══ The data ══

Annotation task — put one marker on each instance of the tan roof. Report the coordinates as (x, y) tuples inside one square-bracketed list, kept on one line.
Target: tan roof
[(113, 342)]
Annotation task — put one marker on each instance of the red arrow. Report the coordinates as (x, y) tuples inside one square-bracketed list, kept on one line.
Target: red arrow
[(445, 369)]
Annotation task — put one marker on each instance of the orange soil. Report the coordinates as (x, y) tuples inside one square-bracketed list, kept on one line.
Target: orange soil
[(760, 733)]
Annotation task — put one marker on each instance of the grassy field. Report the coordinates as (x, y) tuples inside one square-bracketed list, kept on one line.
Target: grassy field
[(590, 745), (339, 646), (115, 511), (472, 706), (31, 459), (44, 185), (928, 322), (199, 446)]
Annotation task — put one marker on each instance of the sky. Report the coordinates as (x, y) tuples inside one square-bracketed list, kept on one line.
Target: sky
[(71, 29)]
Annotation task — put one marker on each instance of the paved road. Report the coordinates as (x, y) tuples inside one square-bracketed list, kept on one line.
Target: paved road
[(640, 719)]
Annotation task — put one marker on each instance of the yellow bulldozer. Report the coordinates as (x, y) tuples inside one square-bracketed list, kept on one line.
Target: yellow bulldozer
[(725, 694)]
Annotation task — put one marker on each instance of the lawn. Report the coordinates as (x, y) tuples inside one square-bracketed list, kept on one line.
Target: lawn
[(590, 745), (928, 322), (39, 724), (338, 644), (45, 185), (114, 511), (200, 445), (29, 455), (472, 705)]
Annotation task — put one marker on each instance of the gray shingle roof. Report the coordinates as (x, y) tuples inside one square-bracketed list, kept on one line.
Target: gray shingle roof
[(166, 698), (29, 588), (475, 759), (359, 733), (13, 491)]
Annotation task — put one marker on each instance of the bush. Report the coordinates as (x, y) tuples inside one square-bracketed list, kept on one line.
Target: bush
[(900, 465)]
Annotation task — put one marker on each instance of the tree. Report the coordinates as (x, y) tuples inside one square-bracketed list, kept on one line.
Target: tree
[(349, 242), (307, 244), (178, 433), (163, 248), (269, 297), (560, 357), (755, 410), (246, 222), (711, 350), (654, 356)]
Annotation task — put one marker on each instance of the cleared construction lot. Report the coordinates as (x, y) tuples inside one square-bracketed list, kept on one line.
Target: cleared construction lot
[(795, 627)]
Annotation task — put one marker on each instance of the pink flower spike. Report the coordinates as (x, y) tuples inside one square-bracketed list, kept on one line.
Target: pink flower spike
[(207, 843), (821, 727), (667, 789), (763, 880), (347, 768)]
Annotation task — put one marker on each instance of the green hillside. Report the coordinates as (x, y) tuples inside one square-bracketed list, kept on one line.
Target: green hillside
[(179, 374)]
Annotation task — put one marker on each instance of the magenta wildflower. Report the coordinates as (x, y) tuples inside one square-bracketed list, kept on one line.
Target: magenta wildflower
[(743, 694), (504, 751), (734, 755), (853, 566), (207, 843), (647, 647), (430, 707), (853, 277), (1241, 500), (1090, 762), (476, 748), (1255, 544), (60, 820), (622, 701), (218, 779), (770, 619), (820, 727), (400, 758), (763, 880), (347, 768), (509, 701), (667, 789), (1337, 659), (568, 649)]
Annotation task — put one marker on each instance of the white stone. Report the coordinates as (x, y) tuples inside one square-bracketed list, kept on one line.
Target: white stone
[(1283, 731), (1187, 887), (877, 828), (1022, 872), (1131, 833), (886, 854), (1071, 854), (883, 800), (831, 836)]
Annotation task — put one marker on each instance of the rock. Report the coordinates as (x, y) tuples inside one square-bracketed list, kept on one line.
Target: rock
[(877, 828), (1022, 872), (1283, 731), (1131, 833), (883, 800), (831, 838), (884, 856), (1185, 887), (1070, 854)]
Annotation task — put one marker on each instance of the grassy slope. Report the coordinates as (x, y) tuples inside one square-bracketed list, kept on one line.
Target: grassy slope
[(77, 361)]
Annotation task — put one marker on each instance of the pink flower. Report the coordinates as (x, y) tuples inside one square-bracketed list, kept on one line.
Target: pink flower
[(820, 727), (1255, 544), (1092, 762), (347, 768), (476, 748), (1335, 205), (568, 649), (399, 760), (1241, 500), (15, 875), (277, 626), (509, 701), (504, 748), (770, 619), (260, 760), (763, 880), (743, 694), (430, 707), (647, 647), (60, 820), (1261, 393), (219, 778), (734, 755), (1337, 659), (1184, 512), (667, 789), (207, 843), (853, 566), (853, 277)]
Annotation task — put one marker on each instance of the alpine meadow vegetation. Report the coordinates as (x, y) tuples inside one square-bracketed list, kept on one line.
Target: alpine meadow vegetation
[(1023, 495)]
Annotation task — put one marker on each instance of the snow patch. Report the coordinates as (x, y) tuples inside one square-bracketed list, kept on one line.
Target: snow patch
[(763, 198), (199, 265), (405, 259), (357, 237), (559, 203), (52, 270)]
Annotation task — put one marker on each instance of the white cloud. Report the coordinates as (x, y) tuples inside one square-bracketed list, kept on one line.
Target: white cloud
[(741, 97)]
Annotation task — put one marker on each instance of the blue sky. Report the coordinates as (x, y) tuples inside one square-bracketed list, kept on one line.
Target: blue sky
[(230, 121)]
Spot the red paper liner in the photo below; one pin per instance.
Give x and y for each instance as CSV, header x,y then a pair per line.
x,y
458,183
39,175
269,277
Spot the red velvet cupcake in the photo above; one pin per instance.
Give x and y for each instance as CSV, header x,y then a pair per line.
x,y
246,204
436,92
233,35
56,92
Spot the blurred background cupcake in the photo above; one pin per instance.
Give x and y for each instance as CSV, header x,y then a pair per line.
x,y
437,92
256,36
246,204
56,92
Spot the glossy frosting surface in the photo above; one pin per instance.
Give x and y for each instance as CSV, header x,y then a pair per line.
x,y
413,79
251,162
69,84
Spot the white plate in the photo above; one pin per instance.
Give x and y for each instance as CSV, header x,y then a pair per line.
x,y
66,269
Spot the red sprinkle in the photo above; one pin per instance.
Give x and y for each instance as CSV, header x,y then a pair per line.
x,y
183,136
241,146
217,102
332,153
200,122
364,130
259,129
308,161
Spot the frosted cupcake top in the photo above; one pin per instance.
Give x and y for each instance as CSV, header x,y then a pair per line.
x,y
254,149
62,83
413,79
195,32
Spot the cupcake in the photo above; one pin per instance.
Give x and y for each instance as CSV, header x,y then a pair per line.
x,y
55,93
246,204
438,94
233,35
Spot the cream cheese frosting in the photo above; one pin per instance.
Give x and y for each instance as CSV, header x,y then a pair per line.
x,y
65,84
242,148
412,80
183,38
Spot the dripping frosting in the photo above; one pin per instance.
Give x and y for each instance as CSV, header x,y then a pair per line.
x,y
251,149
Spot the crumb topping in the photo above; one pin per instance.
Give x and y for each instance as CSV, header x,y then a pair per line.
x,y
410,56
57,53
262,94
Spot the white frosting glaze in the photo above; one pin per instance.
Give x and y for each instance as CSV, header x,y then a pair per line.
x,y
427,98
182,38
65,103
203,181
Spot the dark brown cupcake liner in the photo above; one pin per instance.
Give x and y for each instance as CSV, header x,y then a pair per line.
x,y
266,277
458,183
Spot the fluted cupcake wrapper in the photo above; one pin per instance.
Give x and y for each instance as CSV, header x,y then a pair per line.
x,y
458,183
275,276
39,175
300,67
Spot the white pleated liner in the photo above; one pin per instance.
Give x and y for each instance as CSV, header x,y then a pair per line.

═══

Copy all of the lines above word for word, with nothing left out or changed.

Annotation task — put one marker on each instance of the tan roof. Report the coordinates as (x, y) tuples inside one square-bracketed list, kept on one line.
Target: tan roof
[(113, 342)]
Annotation task — put one marker on each instance of the red arrow. Report the coordinates as (x, y) tuples inside one square-bracketed list, kept on one line.
Target: red arrow
[(445, 369)]
Annotation task — put one marker on each instance of the orange soil. Report the coordinates as (x, y) tuples inside one square-bracketed list, kept on one line.
Target: orange soil
[(760, 733)]
Annotation task — put one marker on each instance of the grassy field. Report the coordinates as (x, y) tuples inside one square-bracketed list, kept on one line.
Target: grassy field
[(590, 745), (339, 646), (115, 511), (472, 706), (31, 459), (44, 185), (928, 322), (199, 446)]
Annotation task — put one marker on each instance of the sky. Report the coordinates as (x, y) tuples inside one square-bracketed list, kept on one line.
Target: sky
[(71, 29)]
Annotation task — put one marker on each instance of the paved road. Report the coordinates as (x, y) tuples inside one square-bracketed list, kept on one line.
Target: paved road
[(640, 719)]
Annotation task — put one marker on each instance of the yellow bulldozer. Report the coordinates as (x, y) tuples inside one square-bracketed list, kept on one line.
Target: yellow bulldozer
[(725, 694)]
Annotation task — put one marker on each instance of the lawn. Report the coordinates as (x, y) tuples inside one square-bracketed list, kept on one line.
Target: lawn
[(590, 745), (928, 322), (39, 724), (338, 644), (45, 185), (114, 511), (200, 445), (29, 455), (472, 705)]
Annotation task — put one marker on each instance of the gray shingle roof. Report the coordinates as (x, y) tuples inside one square-bracketed list, kept on one line.
Target: gray shingle roof
[(166, 698), (29, 588), (475, 759), (359, 733), (13, 491)]
Annotation task — put one marker on each instance of the bush. Report the coordinates as (x, y) tuples inside one square-bracketed list, kept on one line.
Target: bush
[(900, 465)]
Annotation task — put one marker on each instance of the tree. Report the coordinates as (x, y) tuples inside one square-bracketed list, kept on one line.
Target: tree
[(349, 242), (307, 244), (178, 433), (163, 248), (269, 297), (560, 357), (755, 410), (246, 222), (711, 350), (654, 356)]
Annotation task — put one marker on each instance of the cleared construction lot. Report the coordinates as (x, y) tuples inside one square-bracketed list, kept on one line.
Target: cleared construction lot
[(795, 627)]
Annotation task — put one marker on each instance of the pink flower spike. Report the coordinates as (x, y) tuples inside one square-bracketed list, kept on one line.
Target: pink flower spike
[(207, 843), (821, 727), (667, 789), (763, 880), (347, 768)]
Annotation task — put one marker on each instance of the green hillside. Report the coordinates as (x, y) tuples inside one square-bracketed list, kept on one line.
Target: green hillside
[(179, 374)]
Annotation task — put one marker on each instance of the magenta wildflower. Report the coordinates as (x, y) tuples inside one square-bracketed list, kept on one line.
Target: magenta wildflower
[(743, 694), (504, 751), (734, 755), (853, 566), (207, 843), (647, 647), (430, 707), (853, 277), (1241, 500), (1090, 762), (476, 748), (1255, 544), (60, 820), (622, 701), (218, 779), (770, 619), (820, 727), (400, 758), (763, 880), (347, 768), (509, 701), (667, 789), (1337, 659), (568, 649)]
Annotation task — put one marker on each instance of the white stone. Report the coordinates as (x, y) tuples inside one square-bracketed list, kept on one line.
Target: white stone
[(1283, 731), (1187, 887), (877, 828), (1022, 872), (1131, 833), (886, 854), (1071, 854), (883, 800), (831, 836)]
Annotation task — put one marker on each instance of the rock. Report the coordinates as (x, y) tuples inside one square-bracketed list, kept on one line.
Target: rock
[(877, 828), (1022, 872), (1283, 731), (1131, 833), (883, 800), (831, 838), (884, 856), (1185, 887), (1070, 854)]
Annotation task — put one marker on each instance of the grassy slope. Report the coordinates as (x, y) tuples inside one square-bracketed list, kept on one line.
Target: grassy slope
[(77, 361)]
Annotation task — put one marker on each instance of the pink flower. Report the coordinates as (x, y) tuples inside one square-bracketed list, kept on one line.
Target: pink flower
[(820, 727), (1255, 544), (1092, 762), (347, 768), (476, 748), (1335, 205), (568, 649), (399, 760), (1241, 500), (15, 875), (277, 626), (509, 701), (504, 748), (770, 619), (260, 760), (763, 880), (743, 694), (430, 707), (647, 647), (60, 820), (1261, 393), (219, 778), (734, 755), (1337, 659), (1184, 512), (667, 789), (207, 843), (853, 566), (853, 277)]
Annotation task — put one marker on each instance of the alpine meadow vegetation. Report the coordinates as (x, y) tuples inside one square-bracketed list, kept on one line.
Target: alpine meadow vegetation
[(1023, 495)]
Annotation task — put one marker on each instance of the snow patch. Report the coordinates as (x, y) tuples inside one square-bracketed list, kept on one line.
Target: snow patch
[(763, 198), (199, 265), (405, 259), (357, 237), (559, 203), (52, 270)]
Annotation task — put one marker on each instance of the white cloud. Report the coordinates as (x, y) tuples inside one square-bracketed list, kept on one line.
Target: white cloud
[(741, 97)]
Annotation task — put one marker on each instance of the blue sky. Report the coordinates as (x, y) tuples inside one square-bracketed list, kept on one line.
Target: blue sky
[(230, 121)]
Spot the red paper liner in the photo below; one pin per instance.
Give x and y for each instance as CSV, header x,y then a pair per line.
x,y
458,183
39,175
269,277
Spot the red velvet cupcake in the photo above; one pin per instance.
Give x and y for each instance as CSV, header x,y then a pair per line.
x,y
246,204
436,92
233,35
56,92
Spot the blurred background cupcake in the photo above; one pin per instance.
Give x and y for each instance as CSV, header x,y then a pair per line.
x,y
437,92
256,36
246,204
56,92
Spot the glossy frosting surface in the photo above; one pin per instance.
Give x and y for each instance as CSV, header x,y then a pair per line.
x,y
413,79
251,162
69,84
Spot the white plate in the photo above; one pin per instance.
Give x and y for each instance as CSV, header x,y then a pair per line.
x,y
66,269
Spot the red sprinkle in the photo above; one pin per instance.
Give x and y for each instance as CSV, header x,y then a pair per line.
x,y
183,136
241,146
217,102
332,153
200,122
364,130
259,129
308,161
Spot the frosted cupcake top in the photo above; one pin per instance.
Give x and y for each instance as CSV, header x,y then a pair per line.
x,y
254,149
62,83
413,79
195,32
Spot the cupcake in the photo above; one pin per instance.
Give x and y for each instance as CSV, header x,y then a pair per line.
x,y
55,93
246,204
438,94
233,35
Spot the cream cheese frosting in the photo above; one pin per instance.
Give x and y for each instance as CSV, header x,y then a pair per line.
x,y
65,84
242,148
412,80
183,38
Spot the dripping frosting in the photo above; one pin per instance.
Give x and y for each instance as CSV, header x,y then a pair per line.
x,y
251,149
Spot the crumb topping in the photo above; one pin per instance.
Give x and y for each instance as CSV, header x,y then a pair per line.
x,y
410,56
57,53
262,94
Spot the white frosting glaze in the photo above; one pin per instance.
Give x and y for each instance as CSV, header x,y then a pair per line.
x,y
427,98
182,38
65,103
203,181
Spot the dark brown cupcake liner in the photo above; one pin per instance.
Give x and y for each instance as CSV, header x,y then a pair per line.
x,y
266,277
458,183
Spot the fluted cupcake wrapper in the photo above; one pin per instance.
Give x and y for each instance as CSV, header x,y then a pair per line.
x,y
458,183
275,276
39,175
300,67
Spot the white pleated liner in the photo above; one pin per instance.
Give x and y for each instance as CSV, header x,y then a pair per line.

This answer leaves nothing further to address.